## Consigne A
Dans l'extrait sur l'art et le désir, relevez les qualités que nous admirerions sans doute devant une statue hellénistique de Zeus.

--------------------

Sei sie Schuld oder Tugend
Alldurchströmende Wärme
Gibt ihr ewige Jugend,
In Schönheit verklärt.
Könnte ich dir mich ergeben!
Fautive ou vertueuse
La chaleur qui l'inonde
lui donne une jeunesse éternelle,
Tranfigurée en beauté.
Si je pouvais me donner à toi !
Voilà les vers passionnés et pleins de sous-entendus qu’Horace, protagoniste du superbe opéra Vénus (Armin Ruëger/Othmar Schoeck) consacre à une statue ancienne qui l’a soumis à sa fascination érotique.
Othmar Schoeck, Venus, acte II. « Habt erbarmen, dunkle machte » (Horace), James O'Neal, Philharmonische Werkstatt Schweiz, sous la direction de Mario Venzago.Dans la société de surabondance occidentale actuelle, où les incitations au sexe sont de plus en plus fréquentes et explicites, il est difficile d’imaginer que des générations et des générations ont eu leurs premiers émois grâce aux statues classiques des jardins ou à certaines œuvres d’art sacré. D’autant plus que chaque génération a tendance à croire que les générations antérieures n’avaient pas de pulsions sexuelles ou qu’elles étaient moindres — et pour cause, ce sont les générations de nos parents et grands-parents qui, il est bien connu, n’ont jamais au grand jamais eu de rapports sexuels, n’est-ce pas ?
Pourtant le sexe a toujours existé, l’incitation au sexe se glissant un peu partout. Et plus on l’interdisait, plus il revenait au galop…
Ainsi, aujourd’hui, en voyant une belle œuvre du passé, notre premier regard est souvent purement esthétique. Devant une statue hellénistique de Zeus, par exemple, nous en admirerons sans doute les proportions, l’expressivité, le degré de complexité technique, l’originalité peut-être… Il est possible que nous passions après à un regard « historique » : que représentait-elle, à qui et à quoi était-elle destinée, comment a-t-elle rempli ses fonctions ? Mais il est possible d’ajouter encore un troisième regard, un regard appelons-le « psychologique » : quels sont les sentiments profonds qui ont nourri l’artiste en créant l’œuvre, quelles ont été les pulsions profondes que l’œuvre à réveillées chez les destinataires, chez les spectateurs.trices occasionnels.lles, chez nous-mêmes…
Car le regard instinctif, le regard dicté par nos pulsions profondes, est aussi le plus puissant, le plus convainquant — d’autant plus qu’il est souvent inconscient, de sorte que l’appréciation qu’il nous dicte, nous cherchons à la justifier par le biais d’autres critères…
Par contre, ce qui pouvait attiser les instincts de nos ancêtres peut aujourd’hui ne plus du tout nous toucher d’un point de vue « animal ». La Vénus de Willendorf, qui a dû causer plus d’un remous chez ses contemporains, suscite chez les nôtres bien moins de soupirs qu’une publicité quelconque actuelle de soutiens-gorges. Il faut devenir pour quelques instants un petit « historien de la sexualité » pour appréhender les enjeux qui pouvaient se cacher derrière des œuvres qui de nous jours semblent avoir moins de « sex-appeal ».

--------------------

## Consigne B
Dans les entrées, remplacez « positive clicks » par « positive points » sur tout le passage allant de la ligne qui contient « </instance> » jusqu'à celle qui contient « box: [373, 261, 430, 321] », ces deux lignes comprises. Ne donnez que ces lignes.

--------------------

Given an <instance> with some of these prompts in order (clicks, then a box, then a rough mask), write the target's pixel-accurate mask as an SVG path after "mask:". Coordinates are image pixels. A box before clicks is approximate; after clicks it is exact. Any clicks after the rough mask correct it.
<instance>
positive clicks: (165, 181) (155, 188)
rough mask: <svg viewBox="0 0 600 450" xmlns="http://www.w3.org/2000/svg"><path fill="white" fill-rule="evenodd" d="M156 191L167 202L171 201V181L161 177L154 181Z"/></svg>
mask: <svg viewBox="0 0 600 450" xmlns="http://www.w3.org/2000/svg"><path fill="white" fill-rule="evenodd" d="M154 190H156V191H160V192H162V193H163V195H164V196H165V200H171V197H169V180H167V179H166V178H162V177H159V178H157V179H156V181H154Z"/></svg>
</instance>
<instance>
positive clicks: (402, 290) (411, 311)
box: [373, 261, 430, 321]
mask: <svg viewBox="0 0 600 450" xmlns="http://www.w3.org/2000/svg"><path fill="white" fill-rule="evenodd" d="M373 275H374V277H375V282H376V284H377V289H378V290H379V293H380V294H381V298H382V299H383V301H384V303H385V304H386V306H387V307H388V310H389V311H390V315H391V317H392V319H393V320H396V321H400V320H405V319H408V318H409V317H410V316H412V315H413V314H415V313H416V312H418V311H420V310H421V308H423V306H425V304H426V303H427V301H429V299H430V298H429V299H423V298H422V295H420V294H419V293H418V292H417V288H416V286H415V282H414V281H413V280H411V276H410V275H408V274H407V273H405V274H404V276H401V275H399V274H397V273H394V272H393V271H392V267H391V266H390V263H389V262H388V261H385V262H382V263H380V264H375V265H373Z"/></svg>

--------------------

## Résultat A
les proportions
l'expressivité
le degré de complexité technique
l'originalité

## Résultat B
</instance>
<instance>
positive points: (402, 290) (411, 311)
box: [373, 261, 430, 321]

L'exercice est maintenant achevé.